╭──

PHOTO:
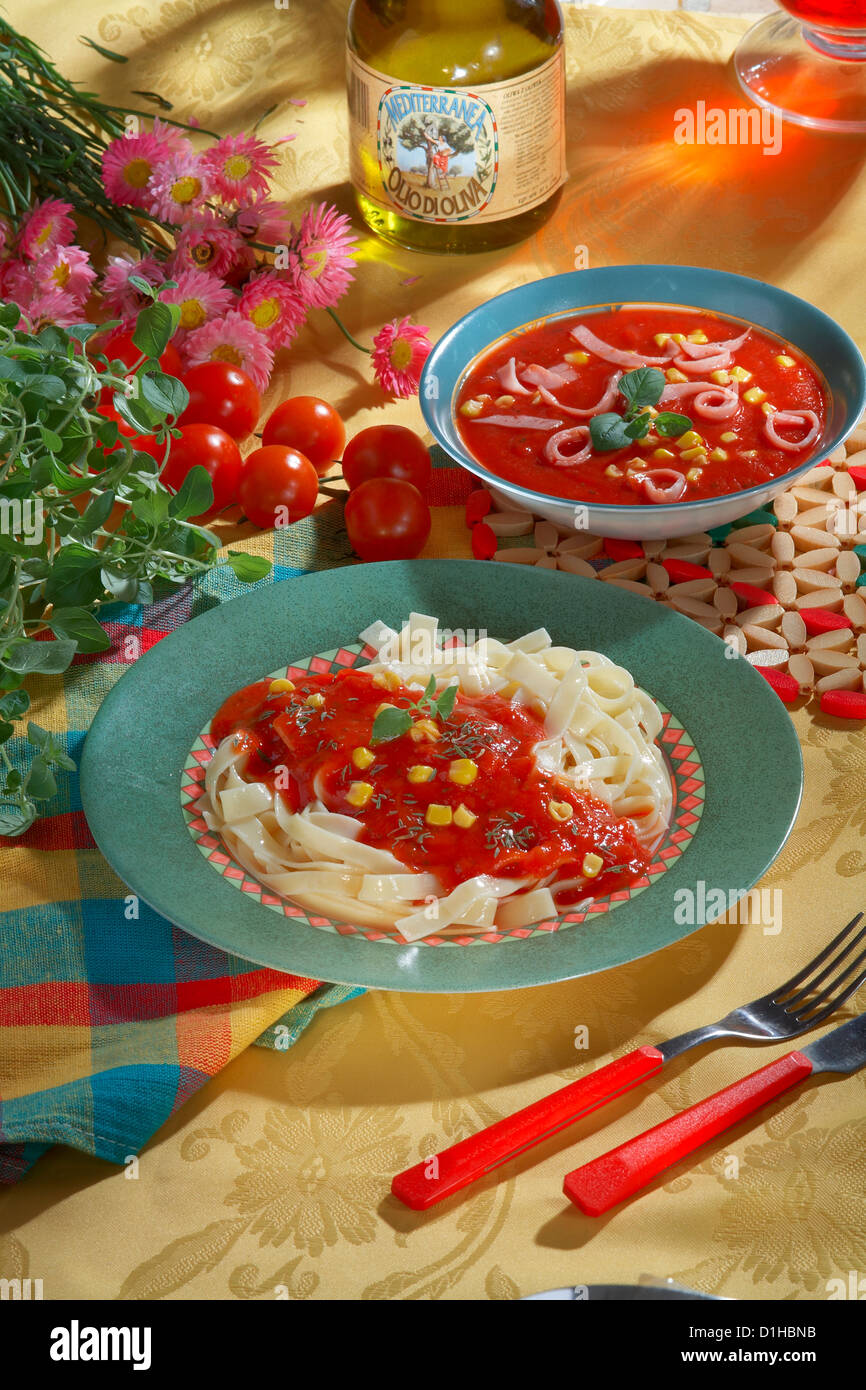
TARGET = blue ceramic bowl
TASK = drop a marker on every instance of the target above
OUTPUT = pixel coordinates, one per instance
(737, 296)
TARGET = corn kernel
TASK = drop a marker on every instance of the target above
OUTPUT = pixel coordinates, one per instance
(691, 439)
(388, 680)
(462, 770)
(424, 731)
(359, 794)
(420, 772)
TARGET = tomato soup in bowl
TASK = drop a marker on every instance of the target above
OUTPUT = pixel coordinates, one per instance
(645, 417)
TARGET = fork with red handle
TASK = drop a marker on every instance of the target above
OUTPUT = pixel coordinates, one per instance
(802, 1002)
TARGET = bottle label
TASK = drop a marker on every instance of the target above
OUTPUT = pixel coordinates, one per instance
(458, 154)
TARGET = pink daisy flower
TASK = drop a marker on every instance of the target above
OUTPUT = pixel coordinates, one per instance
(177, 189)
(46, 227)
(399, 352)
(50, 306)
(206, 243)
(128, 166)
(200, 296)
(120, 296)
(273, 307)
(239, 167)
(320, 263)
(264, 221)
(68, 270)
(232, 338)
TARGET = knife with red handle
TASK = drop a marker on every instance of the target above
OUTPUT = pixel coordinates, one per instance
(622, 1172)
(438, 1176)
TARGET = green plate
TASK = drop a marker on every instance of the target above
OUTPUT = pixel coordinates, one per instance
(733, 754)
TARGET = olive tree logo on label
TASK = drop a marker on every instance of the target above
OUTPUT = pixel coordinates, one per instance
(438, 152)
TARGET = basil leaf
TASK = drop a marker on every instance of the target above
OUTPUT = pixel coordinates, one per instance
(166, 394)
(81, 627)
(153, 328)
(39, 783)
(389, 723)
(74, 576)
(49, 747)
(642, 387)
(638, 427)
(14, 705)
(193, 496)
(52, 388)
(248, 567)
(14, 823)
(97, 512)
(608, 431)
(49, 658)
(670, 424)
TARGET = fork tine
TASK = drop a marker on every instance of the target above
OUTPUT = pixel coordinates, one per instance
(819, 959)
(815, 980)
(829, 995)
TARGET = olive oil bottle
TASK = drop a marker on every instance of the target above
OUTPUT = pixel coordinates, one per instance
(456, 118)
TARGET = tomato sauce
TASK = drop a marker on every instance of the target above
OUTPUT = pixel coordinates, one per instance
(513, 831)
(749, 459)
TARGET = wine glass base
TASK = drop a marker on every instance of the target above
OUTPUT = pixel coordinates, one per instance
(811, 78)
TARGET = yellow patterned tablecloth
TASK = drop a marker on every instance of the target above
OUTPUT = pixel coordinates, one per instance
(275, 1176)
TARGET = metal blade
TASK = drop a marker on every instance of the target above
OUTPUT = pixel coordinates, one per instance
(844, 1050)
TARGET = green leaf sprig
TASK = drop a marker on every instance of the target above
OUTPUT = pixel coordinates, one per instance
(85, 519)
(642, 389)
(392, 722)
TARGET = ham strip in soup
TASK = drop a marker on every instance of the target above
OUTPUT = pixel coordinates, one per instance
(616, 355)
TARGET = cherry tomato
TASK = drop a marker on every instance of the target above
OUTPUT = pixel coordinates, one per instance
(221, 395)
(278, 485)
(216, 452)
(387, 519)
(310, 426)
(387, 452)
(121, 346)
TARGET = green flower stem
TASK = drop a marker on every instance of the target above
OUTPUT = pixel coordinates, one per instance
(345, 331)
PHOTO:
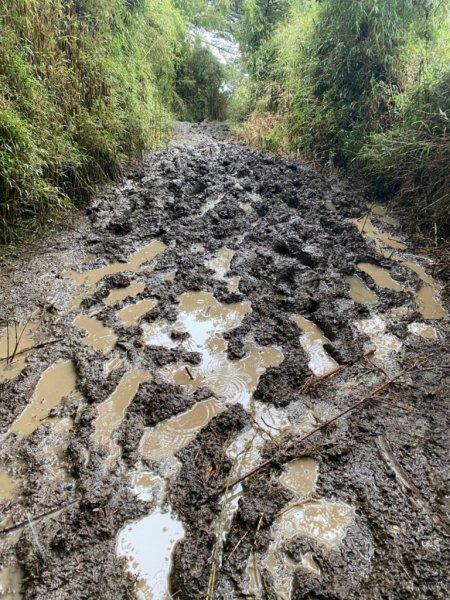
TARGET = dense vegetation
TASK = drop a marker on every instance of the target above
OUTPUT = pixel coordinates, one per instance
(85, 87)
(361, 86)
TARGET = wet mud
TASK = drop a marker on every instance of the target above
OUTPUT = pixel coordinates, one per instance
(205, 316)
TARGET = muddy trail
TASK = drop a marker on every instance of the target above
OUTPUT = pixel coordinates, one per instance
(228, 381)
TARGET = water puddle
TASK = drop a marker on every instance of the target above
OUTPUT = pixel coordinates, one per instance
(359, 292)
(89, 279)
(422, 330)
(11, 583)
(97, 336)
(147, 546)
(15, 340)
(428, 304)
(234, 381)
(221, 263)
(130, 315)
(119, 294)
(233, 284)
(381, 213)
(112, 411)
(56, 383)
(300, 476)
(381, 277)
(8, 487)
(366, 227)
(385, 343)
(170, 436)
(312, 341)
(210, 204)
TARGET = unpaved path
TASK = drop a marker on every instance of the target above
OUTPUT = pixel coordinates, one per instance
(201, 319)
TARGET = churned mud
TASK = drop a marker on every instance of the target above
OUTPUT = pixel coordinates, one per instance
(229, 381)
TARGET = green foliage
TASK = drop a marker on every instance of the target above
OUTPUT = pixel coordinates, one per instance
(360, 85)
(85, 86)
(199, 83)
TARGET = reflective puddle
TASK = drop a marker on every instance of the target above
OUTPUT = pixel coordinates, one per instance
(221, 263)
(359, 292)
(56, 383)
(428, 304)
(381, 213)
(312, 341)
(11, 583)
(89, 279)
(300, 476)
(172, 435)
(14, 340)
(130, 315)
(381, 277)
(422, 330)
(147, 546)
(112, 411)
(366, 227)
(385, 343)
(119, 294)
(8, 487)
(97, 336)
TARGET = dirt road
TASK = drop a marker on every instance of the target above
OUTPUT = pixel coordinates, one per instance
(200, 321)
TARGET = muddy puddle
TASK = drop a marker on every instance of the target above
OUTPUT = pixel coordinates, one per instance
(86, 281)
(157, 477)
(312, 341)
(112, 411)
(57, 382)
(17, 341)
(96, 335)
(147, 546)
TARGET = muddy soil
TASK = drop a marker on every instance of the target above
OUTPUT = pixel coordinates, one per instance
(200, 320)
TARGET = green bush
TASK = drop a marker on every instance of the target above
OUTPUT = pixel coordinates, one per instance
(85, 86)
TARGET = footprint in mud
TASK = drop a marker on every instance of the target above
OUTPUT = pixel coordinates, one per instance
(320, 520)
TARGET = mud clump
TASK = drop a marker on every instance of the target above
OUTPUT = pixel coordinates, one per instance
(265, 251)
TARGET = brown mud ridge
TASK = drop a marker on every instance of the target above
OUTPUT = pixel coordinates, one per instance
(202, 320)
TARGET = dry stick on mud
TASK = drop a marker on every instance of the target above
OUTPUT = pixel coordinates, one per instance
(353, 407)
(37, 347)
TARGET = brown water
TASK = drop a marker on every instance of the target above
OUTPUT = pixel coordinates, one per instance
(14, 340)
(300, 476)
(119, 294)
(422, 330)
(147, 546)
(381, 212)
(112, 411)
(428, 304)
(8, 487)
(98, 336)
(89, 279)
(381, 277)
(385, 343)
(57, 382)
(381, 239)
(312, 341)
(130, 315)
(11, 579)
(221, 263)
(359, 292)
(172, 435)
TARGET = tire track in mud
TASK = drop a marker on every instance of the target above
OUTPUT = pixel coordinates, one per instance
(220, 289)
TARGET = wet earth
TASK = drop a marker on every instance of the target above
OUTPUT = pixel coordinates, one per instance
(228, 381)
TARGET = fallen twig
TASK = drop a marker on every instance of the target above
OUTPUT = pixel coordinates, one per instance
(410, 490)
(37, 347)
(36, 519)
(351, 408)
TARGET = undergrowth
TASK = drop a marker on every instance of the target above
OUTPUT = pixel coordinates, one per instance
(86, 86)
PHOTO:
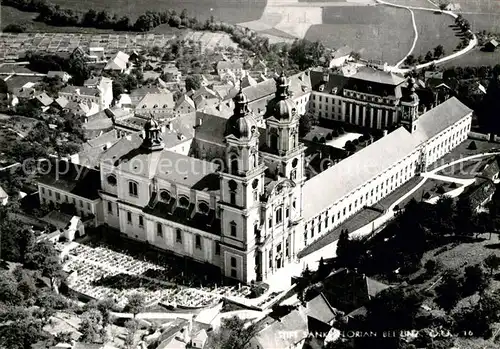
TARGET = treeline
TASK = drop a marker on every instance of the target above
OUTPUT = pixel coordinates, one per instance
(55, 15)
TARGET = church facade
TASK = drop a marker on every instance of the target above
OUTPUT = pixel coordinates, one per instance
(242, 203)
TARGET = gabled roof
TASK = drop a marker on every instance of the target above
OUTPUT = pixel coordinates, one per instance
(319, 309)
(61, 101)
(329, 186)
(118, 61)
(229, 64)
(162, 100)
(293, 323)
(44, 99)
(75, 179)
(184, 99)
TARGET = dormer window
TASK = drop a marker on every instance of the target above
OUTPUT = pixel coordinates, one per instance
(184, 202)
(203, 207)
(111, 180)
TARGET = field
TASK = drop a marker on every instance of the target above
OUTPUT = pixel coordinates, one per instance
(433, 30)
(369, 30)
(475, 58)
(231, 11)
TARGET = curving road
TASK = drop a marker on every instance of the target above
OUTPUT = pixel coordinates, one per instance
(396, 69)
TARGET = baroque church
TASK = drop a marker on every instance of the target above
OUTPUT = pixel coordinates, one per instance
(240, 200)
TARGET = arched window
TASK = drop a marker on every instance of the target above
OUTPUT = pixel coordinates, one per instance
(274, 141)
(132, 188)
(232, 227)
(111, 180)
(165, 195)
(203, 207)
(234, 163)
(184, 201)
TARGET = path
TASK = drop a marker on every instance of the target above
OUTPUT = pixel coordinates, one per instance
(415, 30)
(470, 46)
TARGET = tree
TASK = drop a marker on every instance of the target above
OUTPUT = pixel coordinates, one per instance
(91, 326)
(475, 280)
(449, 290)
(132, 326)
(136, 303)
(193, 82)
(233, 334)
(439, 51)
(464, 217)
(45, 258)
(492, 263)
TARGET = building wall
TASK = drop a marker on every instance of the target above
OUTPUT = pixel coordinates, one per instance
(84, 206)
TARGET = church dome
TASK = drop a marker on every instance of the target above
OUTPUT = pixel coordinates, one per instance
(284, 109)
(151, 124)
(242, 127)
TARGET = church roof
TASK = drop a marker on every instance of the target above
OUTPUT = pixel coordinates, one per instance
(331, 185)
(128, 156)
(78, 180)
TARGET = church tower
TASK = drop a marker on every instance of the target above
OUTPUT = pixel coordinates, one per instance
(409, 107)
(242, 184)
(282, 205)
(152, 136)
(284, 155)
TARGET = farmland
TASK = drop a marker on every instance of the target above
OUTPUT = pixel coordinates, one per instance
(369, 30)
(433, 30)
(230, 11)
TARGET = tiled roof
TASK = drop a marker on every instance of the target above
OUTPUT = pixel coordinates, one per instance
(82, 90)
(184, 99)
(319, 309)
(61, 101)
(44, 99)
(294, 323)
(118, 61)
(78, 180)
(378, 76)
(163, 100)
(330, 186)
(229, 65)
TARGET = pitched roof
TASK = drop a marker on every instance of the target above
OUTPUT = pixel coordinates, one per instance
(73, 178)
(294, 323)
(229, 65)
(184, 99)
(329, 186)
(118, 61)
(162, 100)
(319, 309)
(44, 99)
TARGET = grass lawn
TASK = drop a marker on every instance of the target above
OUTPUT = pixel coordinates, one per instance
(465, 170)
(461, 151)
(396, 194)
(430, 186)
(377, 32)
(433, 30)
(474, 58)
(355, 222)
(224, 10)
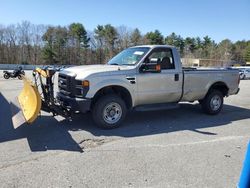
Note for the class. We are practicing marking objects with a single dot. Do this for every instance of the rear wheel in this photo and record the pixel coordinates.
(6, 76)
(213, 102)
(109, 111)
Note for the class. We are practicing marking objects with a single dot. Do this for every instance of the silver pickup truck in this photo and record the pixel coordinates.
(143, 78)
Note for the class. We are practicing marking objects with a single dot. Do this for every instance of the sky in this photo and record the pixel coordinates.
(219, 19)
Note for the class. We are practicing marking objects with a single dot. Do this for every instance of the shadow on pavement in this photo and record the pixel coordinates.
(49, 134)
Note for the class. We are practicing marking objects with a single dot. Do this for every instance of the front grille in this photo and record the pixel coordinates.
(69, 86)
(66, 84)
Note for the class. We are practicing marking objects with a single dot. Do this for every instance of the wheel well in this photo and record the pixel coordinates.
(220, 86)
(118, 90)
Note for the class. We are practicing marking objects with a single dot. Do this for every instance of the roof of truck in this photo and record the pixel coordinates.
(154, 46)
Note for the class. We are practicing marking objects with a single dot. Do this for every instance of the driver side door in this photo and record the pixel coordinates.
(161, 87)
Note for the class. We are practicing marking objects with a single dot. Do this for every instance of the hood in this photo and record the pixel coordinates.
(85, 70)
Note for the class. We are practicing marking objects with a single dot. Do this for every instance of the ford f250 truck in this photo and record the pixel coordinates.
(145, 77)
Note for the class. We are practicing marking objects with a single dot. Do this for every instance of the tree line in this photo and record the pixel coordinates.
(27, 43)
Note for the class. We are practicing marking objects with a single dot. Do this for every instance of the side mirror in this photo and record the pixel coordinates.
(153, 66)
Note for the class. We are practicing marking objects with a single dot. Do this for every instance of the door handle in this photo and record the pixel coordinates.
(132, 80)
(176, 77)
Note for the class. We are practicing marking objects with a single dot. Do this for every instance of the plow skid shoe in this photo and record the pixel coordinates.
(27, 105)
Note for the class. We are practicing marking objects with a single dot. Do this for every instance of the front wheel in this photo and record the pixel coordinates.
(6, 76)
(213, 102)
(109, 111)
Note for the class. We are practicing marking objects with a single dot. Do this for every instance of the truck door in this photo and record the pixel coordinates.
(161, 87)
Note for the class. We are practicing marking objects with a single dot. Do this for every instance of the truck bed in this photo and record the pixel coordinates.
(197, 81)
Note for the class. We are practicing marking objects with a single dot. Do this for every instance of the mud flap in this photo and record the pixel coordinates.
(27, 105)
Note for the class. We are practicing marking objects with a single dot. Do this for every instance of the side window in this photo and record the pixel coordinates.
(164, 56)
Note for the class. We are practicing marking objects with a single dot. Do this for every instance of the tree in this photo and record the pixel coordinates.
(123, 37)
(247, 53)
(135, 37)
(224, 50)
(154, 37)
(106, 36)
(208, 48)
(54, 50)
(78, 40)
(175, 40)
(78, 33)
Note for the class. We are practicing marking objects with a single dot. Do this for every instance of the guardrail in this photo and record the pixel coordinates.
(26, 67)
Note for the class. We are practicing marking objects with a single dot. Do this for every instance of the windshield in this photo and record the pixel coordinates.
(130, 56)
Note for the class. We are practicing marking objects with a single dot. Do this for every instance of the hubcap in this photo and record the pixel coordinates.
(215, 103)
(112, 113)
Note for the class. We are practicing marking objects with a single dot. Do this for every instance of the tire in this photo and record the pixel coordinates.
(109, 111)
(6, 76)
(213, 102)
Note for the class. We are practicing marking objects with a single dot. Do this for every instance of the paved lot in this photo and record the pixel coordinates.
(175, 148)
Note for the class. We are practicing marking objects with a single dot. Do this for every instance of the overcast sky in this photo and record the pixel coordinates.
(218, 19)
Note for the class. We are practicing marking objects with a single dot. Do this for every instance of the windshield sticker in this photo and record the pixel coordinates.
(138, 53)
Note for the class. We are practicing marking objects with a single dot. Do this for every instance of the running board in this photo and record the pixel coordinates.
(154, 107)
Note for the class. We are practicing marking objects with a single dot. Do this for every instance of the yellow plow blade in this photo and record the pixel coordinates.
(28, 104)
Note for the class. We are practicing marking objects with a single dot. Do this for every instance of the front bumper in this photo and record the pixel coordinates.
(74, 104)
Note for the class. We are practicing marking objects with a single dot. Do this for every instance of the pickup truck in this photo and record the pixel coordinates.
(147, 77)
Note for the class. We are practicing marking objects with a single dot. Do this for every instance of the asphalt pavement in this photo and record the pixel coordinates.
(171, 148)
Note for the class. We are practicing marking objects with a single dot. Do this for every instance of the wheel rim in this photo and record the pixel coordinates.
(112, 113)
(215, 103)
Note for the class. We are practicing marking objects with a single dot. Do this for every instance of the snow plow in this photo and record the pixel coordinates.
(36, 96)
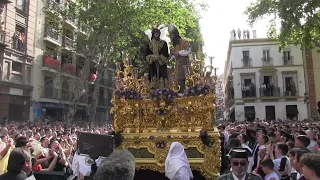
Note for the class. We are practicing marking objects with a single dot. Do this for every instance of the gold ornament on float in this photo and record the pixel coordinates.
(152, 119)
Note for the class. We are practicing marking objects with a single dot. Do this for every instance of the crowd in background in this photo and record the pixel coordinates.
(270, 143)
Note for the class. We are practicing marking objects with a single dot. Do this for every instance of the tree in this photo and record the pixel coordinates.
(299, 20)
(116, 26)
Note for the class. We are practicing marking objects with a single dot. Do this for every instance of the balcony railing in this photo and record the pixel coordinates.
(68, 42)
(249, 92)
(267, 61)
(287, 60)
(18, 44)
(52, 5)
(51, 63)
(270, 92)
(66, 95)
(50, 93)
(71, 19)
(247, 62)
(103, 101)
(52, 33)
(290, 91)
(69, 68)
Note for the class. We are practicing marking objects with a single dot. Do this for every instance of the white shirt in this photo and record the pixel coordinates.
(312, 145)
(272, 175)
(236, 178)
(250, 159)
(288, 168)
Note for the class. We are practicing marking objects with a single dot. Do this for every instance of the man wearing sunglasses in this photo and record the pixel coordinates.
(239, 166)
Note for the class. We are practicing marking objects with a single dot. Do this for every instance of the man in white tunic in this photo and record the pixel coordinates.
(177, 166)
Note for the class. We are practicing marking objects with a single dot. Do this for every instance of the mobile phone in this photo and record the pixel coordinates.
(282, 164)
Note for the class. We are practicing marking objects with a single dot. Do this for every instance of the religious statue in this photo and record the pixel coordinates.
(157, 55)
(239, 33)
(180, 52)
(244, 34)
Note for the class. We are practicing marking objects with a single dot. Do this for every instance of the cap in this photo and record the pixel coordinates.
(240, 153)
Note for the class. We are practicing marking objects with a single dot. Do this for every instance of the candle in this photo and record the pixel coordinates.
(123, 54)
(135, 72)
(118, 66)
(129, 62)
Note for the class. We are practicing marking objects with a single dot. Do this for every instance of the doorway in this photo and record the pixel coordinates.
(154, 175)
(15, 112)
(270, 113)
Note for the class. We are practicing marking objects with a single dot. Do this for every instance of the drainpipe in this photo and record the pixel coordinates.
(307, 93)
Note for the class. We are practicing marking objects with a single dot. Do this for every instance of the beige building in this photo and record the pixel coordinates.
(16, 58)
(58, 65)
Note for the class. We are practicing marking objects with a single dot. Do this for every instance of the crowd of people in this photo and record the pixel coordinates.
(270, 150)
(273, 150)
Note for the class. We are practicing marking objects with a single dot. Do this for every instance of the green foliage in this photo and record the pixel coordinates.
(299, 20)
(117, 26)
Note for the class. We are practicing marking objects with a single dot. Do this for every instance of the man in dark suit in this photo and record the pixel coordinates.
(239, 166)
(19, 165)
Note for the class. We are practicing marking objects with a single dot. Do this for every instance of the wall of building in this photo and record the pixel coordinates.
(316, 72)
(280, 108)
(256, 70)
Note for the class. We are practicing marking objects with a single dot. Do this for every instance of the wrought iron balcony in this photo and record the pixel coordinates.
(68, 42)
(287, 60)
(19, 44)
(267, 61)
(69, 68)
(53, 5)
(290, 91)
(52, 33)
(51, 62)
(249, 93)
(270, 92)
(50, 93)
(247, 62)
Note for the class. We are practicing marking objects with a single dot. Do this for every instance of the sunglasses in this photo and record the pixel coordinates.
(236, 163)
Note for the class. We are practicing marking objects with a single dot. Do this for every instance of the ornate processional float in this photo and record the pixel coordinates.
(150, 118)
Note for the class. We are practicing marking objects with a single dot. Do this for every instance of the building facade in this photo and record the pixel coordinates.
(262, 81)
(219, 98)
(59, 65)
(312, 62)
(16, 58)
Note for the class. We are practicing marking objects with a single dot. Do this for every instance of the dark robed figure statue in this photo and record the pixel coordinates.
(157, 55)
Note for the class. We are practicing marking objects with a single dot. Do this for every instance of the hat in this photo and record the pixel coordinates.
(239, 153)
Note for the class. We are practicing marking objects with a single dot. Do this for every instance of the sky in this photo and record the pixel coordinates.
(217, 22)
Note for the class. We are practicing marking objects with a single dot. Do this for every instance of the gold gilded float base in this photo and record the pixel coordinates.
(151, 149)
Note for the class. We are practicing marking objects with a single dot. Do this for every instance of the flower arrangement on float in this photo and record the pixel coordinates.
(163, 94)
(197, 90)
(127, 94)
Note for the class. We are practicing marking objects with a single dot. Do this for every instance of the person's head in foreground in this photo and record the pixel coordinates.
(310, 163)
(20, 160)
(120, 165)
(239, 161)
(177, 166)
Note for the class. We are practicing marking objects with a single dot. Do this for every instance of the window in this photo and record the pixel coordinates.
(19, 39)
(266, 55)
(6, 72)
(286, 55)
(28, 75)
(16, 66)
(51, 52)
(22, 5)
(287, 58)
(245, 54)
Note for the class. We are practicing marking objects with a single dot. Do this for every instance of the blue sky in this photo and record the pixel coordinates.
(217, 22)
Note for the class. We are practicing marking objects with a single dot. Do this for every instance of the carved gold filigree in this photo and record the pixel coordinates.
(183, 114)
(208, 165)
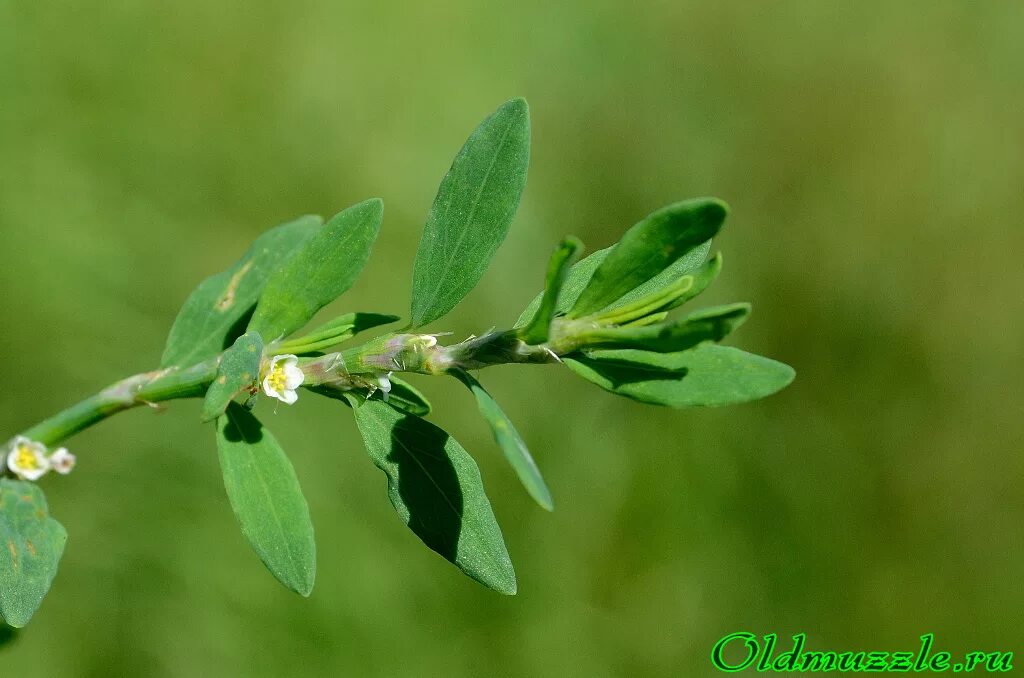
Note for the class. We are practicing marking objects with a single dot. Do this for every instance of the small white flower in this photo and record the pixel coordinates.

╰──

#### [Exercise details]
In the records above, locate each line with the word "tomato". Copy all such lines.

#### [Response area]
TARGET = tomato soup in bowl
TARGET = tomato sauce
TARGET = cherry tomato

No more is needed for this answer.